Work required> Render every one of the records below as a numbered list, leaving out any blank lines.

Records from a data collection

==================================================

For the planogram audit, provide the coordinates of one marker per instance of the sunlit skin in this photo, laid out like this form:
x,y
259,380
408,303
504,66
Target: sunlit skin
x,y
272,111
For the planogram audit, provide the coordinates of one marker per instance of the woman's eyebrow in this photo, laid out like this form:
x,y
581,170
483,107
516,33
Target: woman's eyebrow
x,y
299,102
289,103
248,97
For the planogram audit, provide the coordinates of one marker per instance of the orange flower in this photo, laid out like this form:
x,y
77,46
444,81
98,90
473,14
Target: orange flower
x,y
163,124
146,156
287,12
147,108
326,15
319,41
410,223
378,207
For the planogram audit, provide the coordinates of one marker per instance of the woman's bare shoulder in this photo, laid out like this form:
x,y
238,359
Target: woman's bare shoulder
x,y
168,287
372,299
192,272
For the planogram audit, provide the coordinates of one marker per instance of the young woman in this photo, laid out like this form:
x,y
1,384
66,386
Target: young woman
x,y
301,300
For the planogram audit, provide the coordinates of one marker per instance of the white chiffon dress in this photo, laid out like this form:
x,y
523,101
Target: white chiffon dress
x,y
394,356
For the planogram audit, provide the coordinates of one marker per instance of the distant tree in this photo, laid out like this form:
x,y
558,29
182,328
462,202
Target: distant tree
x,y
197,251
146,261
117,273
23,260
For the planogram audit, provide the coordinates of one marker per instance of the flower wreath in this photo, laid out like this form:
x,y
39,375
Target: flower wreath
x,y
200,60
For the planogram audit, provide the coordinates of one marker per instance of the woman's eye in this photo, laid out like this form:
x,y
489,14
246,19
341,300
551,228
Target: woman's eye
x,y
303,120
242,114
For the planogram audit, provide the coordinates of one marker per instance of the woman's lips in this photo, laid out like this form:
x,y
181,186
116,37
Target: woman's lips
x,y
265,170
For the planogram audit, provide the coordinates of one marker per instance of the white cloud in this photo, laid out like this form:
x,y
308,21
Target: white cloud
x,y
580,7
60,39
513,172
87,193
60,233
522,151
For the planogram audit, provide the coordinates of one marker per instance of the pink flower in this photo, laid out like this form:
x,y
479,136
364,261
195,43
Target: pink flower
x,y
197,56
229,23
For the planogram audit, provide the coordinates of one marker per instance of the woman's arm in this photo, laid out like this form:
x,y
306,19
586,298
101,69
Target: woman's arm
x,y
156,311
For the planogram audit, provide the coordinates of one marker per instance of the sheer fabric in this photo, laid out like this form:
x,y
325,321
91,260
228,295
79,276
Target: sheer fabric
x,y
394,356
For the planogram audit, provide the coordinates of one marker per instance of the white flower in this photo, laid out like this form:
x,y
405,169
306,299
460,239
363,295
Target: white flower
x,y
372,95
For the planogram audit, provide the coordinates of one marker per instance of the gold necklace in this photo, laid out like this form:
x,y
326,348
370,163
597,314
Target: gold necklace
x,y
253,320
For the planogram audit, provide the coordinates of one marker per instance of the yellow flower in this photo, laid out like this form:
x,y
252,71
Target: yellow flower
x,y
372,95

==================================================

Full response>
1. For the planogram audit, provide the coordinates of one marker per instance of the sunlit skin in this photo, laid out like this form:
2. x,y
3. 259,380
4. 408,303
5. 504,66
6. Target: sunlit skin
7. x,y
8. 272,111
9. For the planogram audit, provide the coordinates of one marker per instance of the woman's eyebrow in this photo, laid out like this form:
10. x,y
11. 581,170
12. 483,107
13. 516,33
14. Target: woman's eyebrow
15. x,y
16. 299,102
17. 289,103
18. 248,97
19. For the planogram audit, provide the coordinates of one marker per instance of the orange flower in this photo, laid out like this form:
20. x,y
21. 77,46
22. 444,81
23. 98,90
24. 473,14
25. Target: orange flower
26. x,y
27. 163,124
28. 146,156
29. 287,12
30. 147,108
31. 326,15
32. 319,41
33. 410,223
34. 378,207
35. For the planogram audit, provide the coordinates of one marker per instance of the woman's bare shoulder in this photo, laid out like this form:
36. x,y
37. 238,359
38. Target: woman's bare shoulder
39. x,y
40. 168,287
41. 372,299
42. 192,272
43. For the planogram audit, provide the coordinates of one marker per instance of the young woman in this photo, laid out like this form:
44. x,y
45. 1,384
46. 66,386
47. Target: young woman
48. x,y
49. 301,300
50. For the planogram audit, provide the coordinates of one marker per instance of the white chiffon dress in this photo, laid out like this form:
51. x,y
52. 523,101
53. Target: white chiffon dress
54. x,y
55. 394,356
56. For the planogram audit, provide the coordinates of one marker per instance of the distant tree in this photo, laid out like this form:
57. x,y
58. 558,29
59. 182,328
60. 462,202
61. Target: distant tree
62. x,y
63. 197,251
64. 146,261
65. 117,273
66. 23,260
67. For the planogram audit, provide the coordinates of one marker per instance of the flower wreath in this photo, laid out like this form:
68. x,y
69. 39,375
70. Target: flower wreath
71. x,y
72. 200,60
73. For the planogram audit, provide the coordinates of one marker per instance of the woman's eye in this photo, laid out like this form:
74. x,y
75. 489,14
76. 246,19
77. 341,300
78. 551,228
79. Target: woman's eye
80. x,y
81. 303,120
82. 242,114
83. For the planogram audit, provide the coordinates of one marker per instance of the woman's lips in this photo, laid out like this form:
84. x,y
85. 181,186
86. 116,37
87. Target: woman's lips
88. x,y
89. 265,170
90. For the planogram audit, provide the coordinates of one marker per instance of the white cloud in this photo, laid out like this form:
91. x,y
92. 308,21
93. Target: white cloud
94. x,y
95. 580,7
96. 60,39
97. 513,172
98. 87,193
99. 60,233
100. 522,151
101. For the planogram audit, provide the coordinates of one marker per instance of the pink flower in this photo, laid out like this form:
102. x,y
103. 479,136
104. 364,261
105. 195,43
106. Target: pink flower
107. x,y
108. 197,56
109. 229,23
110. For the planogram audit, provide the coordinates of one marker per instance of the woman's arm in this photo, laid out like this form:
111. x,y
112. 306,19
113. 586,298
114. 101,69
115. Target: woman's arm
116. x,y
117. 156,311
118. For the planogram audit, provide the coordinates of one marker per instance of the sheer fabric in this photo, laid out like this form:
119. x,y
120. 325,321
121. 91,260
122. 228,295
123. 79,276
124. Target: sheer fabric
125. x,y
126. 394,356
127. For the planogram audit, provide the coordinates of one marker per instance of the white flower in this photo, laid out like this form:
128. x,y
129. 405,169
130. 306,299
131. 460,239
132. 363,295
133. Target: white flower
134. x,y
135. 372,95
136. For the planogram audit, provide the coordinates of one marker per instance of the gold necklace in this photo, laid out like this form:
137. x,y
138. 326,348
139. 370,163
140. 597,314
141. Target: gold necklace
142. x,y
143. 253,320
144. For the planogram audit, provide the coordinates of one marker per instance of the yellow flower in this photo, laid out like this form:
145. x,y
146. 252,71
147. Target: yellow flower
148. x,y
149. 372,95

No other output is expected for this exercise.